▶ WORK ORDER: Everything from the line with "Points = one" to the end of the material is to be retyped exactly, both ends included, and nothing else.

▶ DATA FOR THIS TASK:
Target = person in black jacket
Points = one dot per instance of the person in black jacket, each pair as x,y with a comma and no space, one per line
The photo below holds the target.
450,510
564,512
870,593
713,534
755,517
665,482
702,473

▶ TASK RESPONSE:
Points = one dot per instance of the person in black jacket, each pair as x,y with a comma and no space, one per line
The photo below holds the target.
450,510
564,512
870,593
713,534
755,517
665,482
702,473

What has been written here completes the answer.